====== Record list ======
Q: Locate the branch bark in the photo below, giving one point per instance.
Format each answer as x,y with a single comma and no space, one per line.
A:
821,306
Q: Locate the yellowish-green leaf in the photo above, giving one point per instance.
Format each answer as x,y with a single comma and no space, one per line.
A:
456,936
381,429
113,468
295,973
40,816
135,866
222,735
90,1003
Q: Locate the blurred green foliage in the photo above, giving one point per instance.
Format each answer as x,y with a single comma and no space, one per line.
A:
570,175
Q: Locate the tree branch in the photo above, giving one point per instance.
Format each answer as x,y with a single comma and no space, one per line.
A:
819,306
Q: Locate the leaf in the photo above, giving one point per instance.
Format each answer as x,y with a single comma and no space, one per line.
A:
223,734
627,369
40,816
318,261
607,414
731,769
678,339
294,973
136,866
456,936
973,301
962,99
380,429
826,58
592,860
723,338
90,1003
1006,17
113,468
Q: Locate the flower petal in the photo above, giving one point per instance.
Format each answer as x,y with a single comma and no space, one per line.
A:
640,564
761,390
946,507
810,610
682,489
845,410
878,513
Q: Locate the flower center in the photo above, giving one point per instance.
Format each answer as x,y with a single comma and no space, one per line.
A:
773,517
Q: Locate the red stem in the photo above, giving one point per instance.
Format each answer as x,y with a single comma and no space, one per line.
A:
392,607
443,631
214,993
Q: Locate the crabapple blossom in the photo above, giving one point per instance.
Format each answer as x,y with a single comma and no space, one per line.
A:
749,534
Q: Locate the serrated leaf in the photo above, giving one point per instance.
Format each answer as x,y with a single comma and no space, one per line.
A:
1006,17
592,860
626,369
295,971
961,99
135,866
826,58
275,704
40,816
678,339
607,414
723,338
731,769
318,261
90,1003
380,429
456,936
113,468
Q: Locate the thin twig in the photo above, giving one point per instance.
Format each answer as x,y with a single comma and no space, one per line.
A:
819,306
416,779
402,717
======
* _Set task_
Retype every record above exactly as it appears.

* _Problem solution_
Q: Locate the branch bark in the photo below, giving one point per instance.
Format each answer as x,y with a single comma and no space, one per line.
A:
821,306
Q: Locate the yellowish-green leaf in the photo above, giving one point per instance.
Format each answer as x,y with a single comma and no space, one per line.
A:
456,936
381,429
113,468
295,973
40,816
135,866
222,735
90,1003
Q: Locate the blurred green foliage in the photo above, giving one point per instance.
Format each answer as x,y with a single comma and no space, one per line.
A:
570,175
Q: Locate the tree branch in the photo above, giving one point per instance.
Format each answer as x,y with a single comma and no space, one per line.
A:
819,306
Q: Locate the leaf in the photo above, giving one point per instance.
Format each answer as x,y with a single comma and no space, one per line.
A:
223,734
627,369
40,816
318,261
607,414
731,769
678,339
294,973
136,866
456,936
973,301
962,99
380,429
826,58
592,860
723,338
90,1003
1006,17
113,468
Q: Locate the flower petal in the photo above, giving one point per instance.
Format each answer as x,y with a single comma and no space, one per line.
A:
640,564
761,390
946,507
810,610
682,489
845,410
878,513
Q: Locate the flower center in the photo above, giving one point per instance.
Format each answer as x,y with a single comma and no space, one per line.
A:
773,517
Q: Locate the red stem in the photo above, giving one point per instance.
Format each answer as x,y with a single comma and no space, one per line.
A:
392,607
443,631
214,993
Q: Locate the crabapple blossom in the photo above, giving one point per instance.
Format each answer as x,y with a single comma and no space, one per line.
A:
749,534
Q: Locate the serrated leaf in the photo above, giving one point per instance.
Format each answer as x,y with a single comma and no space, one per line.
A:
1006,17
592,860
626,369
295,971
961,99
135,866
826,58
275,704
40,816
678,339
607,414
723,338
731,769
318,261
90,1003
380,429
456,936
113,468
Q: Locate the thin twig in the photo above, giving one point per instance.
Format each answer as x,y with a single comma and no space, one per line.
A:
819,306
416,779
402,717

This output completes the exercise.